WORK TO COMPLETE: Can you print the lines of the listing below verbatim, beginning with the line that contains "Where can the long" and continuing through the line that contains "[[768, 363], [178, 311], [643, 381], [854, 476], [44, 380]]", including both of those lines?

SUPPLIED RECORDS:
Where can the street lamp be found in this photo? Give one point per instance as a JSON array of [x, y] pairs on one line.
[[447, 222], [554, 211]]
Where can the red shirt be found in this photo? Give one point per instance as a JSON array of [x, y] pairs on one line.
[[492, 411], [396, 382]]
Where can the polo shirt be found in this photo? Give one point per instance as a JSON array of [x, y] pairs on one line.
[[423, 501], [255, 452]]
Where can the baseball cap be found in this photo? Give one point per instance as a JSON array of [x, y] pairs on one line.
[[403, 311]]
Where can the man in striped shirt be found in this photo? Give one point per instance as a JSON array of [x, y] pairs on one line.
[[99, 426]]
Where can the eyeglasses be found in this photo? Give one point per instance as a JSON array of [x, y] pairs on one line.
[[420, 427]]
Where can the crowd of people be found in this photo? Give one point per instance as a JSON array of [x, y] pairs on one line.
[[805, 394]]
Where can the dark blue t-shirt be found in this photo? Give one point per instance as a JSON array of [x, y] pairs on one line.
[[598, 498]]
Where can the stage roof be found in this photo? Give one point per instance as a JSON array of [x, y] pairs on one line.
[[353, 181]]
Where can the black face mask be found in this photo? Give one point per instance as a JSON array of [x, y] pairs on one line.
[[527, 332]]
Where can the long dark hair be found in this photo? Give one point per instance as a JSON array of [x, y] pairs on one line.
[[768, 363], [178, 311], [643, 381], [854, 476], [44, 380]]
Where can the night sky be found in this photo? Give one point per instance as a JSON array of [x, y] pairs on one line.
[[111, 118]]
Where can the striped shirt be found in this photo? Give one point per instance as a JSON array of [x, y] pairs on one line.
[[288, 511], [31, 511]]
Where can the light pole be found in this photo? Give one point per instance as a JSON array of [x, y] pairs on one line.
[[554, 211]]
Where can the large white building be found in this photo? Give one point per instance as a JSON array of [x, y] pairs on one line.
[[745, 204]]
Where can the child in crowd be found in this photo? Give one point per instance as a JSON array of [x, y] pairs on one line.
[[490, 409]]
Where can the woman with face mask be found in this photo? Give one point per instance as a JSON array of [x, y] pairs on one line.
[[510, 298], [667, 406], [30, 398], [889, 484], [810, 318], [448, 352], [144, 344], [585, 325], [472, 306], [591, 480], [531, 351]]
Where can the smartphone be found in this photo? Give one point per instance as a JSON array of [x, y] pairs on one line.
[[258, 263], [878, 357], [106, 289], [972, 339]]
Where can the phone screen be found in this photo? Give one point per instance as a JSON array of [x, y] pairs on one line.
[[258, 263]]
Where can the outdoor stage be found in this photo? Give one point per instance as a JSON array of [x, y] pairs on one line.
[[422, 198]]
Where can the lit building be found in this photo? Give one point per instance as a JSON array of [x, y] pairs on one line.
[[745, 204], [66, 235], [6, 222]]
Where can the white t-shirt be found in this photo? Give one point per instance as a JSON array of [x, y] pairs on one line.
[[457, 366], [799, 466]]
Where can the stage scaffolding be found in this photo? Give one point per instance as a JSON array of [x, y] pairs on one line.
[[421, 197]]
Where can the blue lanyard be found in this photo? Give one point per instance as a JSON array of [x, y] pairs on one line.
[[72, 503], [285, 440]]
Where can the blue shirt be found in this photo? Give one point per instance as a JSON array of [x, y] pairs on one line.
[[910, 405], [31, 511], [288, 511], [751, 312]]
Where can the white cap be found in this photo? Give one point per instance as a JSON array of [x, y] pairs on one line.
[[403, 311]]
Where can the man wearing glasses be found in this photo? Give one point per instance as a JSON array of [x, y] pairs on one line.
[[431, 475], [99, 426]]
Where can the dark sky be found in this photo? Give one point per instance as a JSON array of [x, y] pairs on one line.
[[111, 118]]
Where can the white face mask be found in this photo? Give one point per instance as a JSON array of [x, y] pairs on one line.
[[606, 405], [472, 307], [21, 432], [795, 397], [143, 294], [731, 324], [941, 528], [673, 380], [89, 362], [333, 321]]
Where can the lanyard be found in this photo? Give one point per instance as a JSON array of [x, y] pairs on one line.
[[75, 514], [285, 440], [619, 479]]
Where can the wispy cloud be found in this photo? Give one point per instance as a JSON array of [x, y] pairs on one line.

SOLUTION TO THIS TASK:
Where can the long dark hair be found in this photo? Give one point per instance as a JSON array of [x, y] pairs on one line.
[[768, 363], [178, 311], [643, 381], [854, 476], [44, 380]]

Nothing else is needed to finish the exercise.